:: MATERIAL SHOWN ::

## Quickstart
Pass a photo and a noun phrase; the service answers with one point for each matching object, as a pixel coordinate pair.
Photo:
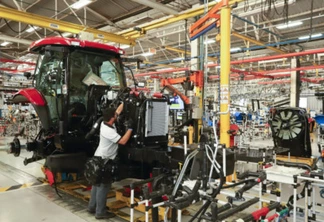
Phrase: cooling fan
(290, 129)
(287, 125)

:::

_WHAT IS EXPECTED_
Output every entry above word for word, leaving out the pictures.

_SOLVED EXERCISE_
## Quickstart
Pass a photo and a noun phrase; the service answers with one point for each matching object, as a pixel coordinate pair.
Photo:
Phrase: cooling fan
(290, 129)
(287, 125)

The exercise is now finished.